- **Records provided**:
____________________
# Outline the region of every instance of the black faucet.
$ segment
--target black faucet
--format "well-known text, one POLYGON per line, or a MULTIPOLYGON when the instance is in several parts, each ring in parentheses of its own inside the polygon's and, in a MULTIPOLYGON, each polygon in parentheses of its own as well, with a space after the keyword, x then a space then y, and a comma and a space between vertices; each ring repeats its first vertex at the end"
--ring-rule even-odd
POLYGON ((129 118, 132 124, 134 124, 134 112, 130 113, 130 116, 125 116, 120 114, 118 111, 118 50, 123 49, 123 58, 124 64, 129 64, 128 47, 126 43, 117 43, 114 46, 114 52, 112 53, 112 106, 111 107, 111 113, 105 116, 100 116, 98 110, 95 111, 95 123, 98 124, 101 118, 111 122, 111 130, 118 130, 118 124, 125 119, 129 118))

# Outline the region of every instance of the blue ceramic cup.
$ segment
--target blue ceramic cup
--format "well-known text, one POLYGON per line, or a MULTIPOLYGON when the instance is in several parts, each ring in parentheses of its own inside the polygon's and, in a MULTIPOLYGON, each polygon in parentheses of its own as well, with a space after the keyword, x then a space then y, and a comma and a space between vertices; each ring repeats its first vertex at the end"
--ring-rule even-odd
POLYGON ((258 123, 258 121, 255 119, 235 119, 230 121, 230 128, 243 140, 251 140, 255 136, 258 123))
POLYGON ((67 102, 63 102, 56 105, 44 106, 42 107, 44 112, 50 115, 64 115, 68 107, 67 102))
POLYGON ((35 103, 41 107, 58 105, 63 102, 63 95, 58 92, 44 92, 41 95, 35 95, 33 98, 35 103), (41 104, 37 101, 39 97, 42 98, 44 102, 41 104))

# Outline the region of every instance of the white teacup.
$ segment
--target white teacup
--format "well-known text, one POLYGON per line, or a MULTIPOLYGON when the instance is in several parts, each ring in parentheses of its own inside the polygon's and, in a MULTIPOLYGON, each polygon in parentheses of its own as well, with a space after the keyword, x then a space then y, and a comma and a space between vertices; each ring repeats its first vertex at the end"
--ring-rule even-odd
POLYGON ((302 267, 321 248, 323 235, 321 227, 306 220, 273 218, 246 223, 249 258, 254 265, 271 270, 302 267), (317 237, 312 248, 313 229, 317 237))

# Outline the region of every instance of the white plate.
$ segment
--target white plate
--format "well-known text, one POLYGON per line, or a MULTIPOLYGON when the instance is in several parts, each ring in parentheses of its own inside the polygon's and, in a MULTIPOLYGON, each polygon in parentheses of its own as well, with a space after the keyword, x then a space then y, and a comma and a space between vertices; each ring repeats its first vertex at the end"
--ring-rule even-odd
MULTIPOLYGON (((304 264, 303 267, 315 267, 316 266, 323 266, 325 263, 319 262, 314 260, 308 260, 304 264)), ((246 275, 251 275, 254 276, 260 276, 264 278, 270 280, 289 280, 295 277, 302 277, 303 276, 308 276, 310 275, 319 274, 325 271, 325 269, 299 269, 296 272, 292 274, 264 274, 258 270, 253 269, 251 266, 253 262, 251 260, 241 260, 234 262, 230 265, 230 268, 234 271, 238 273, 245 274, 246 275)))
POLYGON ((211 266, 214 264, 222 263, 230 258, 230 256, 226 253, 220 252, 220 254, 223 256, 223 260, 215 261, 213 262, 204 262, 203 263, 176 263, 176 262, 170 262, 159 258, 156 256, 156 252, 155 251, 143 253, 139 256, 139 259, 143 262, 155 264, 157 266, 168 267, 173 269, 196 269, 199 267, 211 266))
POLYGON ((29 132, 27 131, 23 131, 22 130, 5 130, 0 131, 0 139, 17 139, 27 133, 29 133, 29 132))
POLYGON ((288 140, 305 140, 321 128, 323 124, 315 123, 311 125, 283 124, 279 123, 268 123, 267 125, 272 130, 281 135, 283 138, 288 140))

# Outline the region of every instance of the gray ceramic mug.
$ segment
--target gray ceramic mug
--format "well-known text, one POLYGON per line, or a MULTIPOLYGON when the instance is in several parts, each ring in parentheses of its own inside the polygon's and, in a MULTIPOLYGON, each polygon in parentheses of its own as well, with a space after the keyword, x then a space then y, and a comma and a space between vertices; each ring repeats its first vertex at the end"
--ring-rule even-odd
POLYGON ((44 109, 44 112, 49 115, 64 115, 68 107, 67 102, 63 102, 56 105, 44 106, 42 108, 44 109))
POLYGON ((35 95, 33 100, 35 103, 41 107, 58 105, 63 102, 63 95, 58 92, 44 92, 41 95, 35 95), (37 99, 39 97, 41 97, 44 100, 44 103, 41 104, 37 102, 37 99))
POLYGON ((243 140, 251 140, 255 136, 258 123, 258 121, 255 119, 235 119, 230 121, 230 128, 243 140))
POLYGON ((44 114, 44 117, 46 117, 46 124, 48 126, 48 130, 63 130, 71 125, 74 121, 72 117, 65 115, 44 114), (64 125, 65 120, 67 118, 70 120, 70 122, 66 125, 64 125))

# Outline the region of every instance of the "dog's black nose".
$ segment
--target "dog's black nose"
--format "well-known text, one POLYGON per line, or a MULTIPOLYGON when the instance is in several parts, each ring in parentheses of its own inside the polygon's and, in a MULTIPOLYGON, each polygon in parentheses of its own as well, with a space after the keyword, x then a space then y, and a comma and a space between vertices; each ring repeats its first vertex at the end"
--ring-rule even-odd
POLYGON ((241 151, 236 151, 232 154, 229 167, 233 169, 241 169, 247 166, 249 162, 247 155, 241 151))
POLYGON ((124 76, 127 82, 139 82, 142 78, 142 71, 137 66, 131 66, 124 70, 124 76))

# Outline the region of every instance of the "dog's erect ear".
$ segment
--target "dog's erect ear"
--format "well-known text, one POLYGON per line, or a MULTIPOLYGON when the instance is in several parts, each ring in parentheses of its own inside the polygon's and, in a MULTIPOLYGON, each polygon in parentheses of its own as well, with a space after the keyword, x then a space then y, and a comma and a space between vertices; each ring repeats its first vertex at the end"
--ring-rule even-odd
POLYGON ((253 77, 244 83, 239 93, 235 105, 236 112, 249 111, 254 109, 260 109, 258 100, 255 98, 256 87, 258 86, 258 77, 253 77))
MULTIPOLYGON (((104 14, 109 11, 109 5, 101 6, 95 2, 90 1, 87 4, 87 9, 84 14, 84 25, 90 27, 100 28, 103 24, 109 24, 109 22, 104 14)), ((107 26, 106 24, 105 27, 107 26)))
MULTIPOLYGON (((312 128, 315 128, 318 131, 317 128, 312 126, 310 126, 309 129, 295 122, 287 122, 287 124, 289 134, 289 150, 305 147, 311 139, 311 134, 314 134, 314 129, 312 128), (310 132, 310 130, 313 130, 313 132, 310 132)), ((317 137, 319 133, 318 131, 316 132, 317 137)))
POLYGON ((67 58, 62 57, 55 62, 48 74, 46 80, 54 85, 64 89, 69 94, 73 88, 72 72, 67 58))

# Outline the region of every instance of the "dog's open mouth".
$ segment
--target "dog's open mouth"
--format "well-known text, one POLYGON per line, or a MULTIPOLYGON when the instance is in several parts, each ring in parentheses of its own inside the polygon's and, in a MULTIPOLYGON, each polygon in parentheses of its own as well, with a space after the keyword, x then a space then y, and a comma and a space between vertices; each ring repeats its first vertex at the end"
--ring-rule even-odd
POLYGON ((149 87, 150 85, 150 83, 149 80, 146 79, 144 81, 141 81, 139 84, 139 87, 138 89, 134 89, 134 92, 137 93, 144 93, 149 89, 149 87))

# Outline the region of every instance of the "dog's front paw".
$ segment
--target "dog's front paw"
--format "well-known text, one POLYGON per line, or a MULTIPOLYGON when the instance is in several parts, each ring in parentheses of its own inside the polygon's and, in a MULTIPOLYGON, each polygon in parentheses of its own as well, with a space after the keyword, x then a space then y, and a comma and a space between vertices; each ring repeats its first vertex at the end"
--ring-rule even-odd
____________________
- **Requirements**:
List every line of the material above that contains the string "teacup".

- **Written response**:
# Outline the region of every instance of the white teacup.
--target white teacup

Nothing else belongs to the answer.